Acute systemic toxicity tests identify toxic effects that appear soon after a substance is swallowed, absorbed through the skin, or inhaled. ICCVAM member agencies are evaluating methods that can reduce the number of animals required for acute toxicity testing or replace animal tests with non-animal alternatives.
Biologics are products derived from biological sources and used as medicines in humans or animals. ICCVAM agencies are working to identify methods that will refine existing testing procedures or reduce or eliminate the need for animal testing for biologics.
Computational toxicology uses mathematics, informatics, and computer models to better understand toxicity mechanisms and predict toxic effects. ICCVAM agencies are exploring how these approaches could reduce and replace animal use for chemical safety testing.
Developmental toxicity testing evaluates the extent to which a substance may harm a developing embryo or fetus, while reproductive toxicity tests assess tendency to cause reproductive system effects. ICCVAM agencies are exploring approaches that use fewer animals to assess developmental and reproductive safety.
Ecotoxicity testing refers both to the assessment of chemical effects on wildlife species and the testing of soil, sediment, or effluents for toxic compounds. ICCVAM member agencies are exploring ways to reduce or replace animal use for ecotoxicity studies.
Endocrine disruptors can interfere with normal hormone function by mimicking or blocking hormone action, which may cause adverse health effects. ICCVAM agencies are exploring how high-throughput screening approaches can be used to identify potential endocrine disruptors without using animals.

---

■ EXERCISE SET
**a.** Write out the passage on ICCVAM toxicity testing word for word, starting at "Developmental toxicity testing" and ending at "for ecotoxicity studies.".
**b.** Continue the passage on ICCVAM toxicity testing from its last sentence, adding the next part of the text.
You will not need the entries for this work.

---

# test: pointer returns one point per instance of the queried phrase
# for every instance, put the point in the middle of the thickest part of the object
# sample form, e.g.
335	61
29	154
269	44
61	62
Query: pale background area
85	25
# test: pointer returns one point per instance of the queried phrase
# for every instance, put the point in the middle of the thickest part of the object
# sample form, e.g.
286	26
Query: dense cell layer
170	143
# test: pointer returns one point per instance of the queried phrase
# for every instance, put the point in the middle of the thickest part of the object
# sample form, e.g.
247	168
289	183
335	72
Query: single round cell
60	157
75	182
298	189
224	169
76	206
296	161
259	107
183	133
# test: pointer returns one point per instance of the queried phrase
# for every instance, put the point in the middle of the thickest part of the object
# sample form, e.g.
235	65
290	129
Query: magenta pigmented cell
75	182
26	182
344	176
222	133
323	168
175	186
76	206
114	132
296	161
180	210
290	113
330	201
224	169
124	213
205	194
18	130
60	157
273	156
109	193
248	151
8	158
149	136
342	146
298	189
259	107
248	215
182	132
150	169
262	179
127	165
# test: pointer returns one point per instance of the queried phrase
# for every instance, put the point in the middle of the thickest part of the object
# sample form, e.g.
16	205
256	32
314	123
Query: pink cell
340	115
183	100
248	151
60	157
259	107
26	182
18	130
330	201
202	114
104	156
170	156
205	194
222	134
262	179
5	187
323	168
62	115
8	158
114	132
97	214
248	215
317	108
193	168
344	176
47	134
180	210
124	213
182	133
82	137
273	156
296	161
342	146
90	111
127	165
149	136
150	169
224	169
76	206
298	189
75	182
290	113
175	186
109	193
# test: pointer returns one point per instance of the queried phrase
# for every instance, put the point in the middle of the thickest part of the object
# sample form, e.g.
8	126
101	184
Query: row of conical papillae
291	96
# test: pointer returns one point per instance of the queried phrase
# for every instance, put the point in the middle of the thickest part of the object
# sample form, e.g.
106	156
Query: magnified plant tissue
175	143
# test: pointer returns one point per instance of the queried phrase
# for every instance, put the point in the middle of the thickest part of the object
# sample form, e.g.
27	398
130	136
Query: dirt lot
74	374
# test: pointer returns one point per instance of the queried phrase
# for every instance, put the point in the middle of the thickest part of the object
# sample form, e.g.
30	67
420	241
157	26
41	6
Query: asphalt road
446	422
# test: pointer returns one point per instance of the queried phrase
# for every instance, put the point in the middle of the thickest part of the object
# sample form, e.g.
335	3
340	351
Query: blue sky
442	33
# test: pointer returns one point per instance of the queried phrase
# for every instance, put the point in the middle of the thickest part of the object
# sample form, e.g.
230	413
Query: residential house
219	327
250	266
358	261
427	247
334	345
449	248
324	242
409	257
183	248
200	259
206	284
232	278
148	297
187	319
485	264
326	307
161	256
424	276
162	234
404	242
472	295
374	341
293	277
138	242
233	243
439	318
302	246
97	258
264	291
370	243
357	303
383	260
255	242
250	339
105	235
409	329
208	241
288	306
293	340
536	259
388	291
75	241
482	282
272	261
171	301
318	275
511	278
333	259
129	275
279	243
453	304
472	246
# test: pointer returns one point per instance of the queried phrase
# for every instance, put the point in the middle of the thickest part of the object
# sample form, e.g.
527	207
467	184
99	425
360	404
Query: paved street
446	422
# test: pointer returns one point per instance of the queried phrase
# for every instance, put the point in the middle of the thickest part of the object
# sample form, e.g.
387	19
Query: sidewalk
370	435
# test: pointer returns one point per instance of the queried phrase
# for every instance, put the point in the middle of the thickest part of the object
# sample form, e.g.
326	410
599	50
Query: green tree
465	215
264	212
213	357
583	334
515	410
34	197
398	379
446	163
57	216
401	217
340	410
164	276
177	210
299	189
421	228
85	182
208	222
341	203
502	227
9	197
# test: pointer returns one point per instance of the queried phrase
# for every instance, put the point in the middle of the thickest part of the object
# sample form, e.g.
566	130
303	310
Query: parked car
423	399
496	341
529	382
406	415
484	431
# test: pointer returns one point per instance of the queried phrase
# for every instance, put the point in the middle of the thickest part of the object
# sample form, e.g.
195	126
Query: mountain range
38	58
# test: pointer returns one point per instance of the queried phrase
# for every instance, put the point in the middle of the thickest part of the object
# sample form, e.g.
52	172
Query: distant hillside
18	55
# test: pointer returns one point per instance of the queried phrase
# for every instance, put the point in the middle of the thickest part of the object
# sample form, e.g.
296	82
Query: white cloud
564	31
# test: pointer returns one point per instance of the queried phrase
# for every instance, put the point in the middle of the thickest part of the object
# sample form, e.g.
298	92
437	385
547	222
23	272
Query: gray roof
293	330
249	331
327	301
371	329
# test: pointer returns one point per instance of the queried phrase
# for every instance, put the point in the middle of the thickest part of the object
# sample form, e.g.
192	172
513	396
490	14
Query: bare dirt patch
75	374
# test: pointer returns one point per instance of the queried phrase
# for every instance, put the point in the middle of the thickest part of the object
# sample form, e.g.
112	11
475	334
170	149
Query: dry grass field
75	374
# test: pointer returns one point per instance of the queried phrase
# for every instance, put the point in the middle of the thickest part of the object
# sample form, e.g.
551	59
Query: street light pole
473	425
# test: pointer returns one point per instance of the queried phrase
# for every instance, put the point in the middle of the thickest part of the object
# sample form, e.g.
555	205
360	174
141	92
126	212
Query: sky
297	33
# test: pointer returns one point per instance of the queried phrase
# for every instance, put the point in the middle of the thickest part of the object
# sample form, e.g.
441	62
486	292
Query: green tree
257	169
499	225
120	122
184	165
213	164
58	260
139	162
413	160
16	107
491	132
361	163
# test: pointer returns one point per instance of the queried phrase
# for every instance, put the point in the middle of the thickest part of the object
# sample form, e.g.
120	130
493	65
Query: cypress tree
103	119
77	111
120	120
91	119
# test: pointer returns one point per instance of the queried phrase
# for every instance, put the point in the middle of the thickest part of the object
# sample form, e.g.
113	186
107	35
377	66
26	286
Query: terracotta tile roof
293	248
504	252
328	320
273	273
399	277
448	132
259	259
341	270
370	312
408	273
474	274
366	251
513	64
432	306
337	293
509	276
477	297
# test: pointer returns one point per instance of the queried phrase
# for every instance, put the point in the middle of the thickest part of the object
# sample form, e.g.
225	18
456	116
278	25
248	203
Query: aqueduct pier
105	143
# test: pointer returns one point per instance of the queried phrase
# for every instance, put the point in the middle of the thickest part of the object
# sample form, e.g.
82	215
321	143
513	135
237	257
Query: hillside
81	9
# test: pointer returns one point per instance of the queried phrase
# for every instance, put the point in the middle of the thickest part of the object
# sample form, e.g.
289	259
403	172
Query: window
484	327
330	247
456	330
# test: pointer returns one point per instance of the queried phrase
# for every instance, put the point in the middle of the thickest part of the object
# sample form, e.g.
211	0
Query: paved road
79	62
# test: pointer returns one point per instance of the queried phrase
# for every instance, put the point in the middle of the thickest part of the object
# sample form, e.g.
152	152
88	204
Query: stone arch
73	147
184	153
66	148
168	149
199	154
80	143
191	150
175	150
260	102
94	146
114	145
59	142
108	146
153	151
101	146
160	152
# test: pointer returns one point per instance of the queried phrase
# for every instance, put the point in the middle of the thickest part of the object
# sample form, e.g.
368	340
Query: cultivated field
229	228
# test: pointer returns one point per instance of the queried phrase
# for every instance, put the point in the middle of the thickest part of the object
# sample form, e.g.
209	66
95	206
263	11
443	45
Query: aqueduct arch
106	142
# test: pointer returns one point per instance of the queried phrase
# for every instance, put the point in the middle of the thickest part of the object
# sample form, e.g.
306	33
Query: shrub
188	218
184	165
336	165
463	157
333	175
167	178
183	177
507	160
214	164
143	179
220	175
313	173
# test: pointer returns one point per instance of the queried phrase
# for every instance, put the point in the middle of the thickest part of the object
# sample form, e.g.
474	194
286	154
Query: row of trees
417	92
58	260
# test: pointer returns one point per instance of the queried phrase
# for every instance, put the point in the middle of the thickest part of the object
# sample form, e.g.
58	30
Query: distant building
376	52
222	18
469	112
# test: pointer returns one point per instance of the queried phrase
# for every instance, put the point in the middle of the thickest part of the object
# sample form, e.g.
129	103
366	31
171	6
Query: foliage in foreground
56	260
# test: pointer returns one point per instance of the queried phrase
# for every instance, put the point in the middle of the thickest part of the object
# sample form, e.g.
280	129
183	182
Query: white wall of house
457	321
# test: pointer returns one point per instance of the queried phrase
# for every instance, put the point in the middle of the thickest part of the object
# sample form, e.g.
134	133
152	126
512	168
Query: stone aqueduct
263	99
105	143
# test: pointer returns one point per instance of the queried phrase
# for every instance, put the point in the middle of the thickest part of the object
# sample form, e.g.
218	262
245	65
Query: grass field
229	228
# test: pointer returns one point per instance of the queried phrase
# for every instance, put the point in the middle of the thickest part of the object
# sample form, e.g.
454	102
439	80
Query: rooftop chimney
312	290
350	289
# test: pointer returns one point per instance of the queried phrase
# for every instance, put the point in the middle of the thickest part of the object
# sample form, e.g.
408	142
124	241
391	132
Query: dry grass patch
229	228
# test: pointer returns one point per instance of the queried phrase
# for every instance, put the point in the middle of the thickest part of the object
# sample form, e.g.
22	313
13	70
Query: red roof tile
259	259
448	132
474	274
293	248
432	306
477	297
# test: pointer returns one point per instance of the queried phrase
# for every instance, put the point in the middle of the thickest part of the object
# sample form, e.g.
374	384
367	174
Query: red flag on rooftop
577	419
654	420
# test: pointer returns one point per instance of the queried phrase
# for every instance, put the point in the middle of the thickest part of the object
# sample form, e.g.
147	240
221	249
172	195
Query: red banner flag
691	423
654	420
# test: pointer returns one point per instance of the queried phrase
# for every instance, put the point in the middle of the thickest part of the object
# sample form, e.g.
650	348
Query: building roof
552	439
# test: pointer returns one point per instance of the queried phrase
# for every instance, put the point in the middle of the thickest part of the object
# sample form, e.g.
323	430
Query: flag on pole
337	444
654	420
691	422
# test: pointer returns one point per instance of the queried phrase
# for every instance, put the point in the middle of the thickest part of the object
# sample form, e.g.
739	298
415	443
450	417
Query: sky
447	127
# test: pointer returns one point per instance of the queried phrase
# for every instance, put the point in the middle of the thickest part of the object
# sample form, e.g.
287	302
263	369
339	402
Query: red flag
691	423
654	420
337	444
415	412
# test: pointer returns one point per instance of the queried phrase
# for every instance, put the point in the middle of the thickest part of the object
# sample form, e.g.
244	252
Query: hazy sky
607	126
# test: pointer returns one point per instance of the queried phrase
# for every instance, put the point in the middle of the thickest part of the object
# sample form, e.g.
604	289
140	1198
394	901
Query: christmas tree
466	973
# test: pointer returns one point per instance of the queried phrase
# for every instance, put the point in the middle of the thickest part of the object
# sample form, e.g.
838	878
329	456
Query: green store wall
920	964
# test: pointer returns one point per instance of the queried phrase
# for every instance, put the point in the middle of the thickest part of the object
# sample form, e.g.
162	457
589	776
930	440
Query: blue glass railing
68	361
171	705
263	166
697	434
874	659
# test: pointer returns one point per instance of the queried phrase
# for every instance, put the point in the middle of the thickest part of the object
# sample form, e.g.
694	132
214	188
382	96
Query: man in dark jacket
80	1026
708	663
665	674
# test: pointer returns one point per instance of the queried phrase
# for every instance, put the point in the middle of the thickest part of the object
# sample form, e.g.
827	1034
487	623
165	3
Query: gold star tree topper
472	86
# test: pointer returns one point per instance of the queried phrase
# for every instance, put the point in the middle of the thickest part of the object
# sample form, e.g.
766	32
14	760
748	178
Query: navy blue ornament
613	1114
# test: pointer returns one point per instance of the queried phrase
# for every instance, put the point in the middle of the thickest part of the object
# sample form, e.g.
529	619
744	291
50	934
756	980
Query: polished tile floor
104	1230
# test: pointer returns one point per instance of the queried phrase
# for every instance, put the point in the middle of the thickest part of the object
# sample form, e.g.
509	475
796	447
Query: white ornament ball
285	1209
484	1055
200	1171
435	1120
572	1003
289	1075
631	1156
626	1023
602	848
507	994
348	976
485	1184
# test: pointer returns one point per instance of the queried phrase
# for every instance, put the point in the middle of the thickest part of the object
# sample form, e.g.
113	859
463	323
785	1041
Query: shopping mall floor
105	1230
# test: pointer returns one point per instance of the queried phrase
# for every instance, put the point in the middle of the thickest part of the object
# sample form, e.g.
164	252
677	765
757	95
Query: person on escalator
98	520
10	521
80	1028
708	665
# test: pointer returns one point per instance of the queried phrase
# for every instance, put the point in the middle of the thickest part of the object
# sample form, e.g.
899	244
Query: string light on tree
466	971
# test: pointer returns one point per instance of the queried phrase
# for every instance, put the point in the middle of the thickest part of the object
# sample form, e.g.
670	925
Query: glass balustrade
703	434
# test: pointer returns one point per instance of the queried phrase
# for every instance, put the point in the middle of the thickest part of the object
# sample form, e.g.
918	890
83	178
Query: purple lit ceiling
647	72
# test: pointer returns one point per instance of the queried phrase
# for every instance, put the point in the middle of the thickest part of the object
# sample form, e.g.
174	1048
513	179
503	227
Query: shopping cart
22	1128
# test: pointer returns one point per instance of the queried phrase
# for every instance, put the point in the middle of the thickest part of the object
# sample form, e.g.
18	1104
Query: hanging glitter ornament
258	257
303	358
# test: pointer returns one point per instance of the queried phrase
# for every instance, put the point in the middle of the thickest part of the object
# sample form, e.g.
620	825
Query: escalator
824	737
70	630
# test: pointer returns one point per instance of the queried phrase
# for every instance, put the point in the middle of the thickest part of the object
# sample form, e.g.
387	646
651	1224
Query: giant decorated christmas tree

---

■ RESPONSES TO THE EXERCISE
**a.**
Developmental toxicity testing evaluates the extent to which a substance may harm a developing embryo or fetus, while reproductive toxicity tests assess tendency to cause reproductive system effects. ICCVAM agencies are exploring approaches that use fewer animals to assess developmental and reproductive safety.
Ecotoxicity testing refers both to the assessment of chemical effects on wildlife species and the testing of soil, sediment, or effluents for toxic compounds. ICCVAM member agencies are exploring ways to reduce or replace animal use for ecotoxicity studies.

**b.**
Chemicals and products such as personal care products, cleaning supplies, and pesticides are tested to determine if they present eye and skin injury hazards and to classify them for appropriate labeling and packaging. Evaluation of alternatives to animal testing for this purpose is a high priority for NICEATM and ICCVAM.
Allergic contact dermatitis is a skin reaction that may develop in people exposed to skin-sensitizing chemicals. Traditional test methods for identifying these chemicals use animals, but ICCVAM is developing approaches to identify potential skin sensitizers that use only in vitro, in silico, and in chemico test data and physicochemical properties.
Many ICCVAM member agencies engage in research activities that focus both on developing new test methods and exploring new technologies that may support future test method development. Effective translation of technological advances into new test methods should allow better protection of public health while addressing animal use and welfare concerns.
In addition to research and validation, ICCVAM agencies are engaged in activities to inform stakeholders about and promote the use of alternative methods.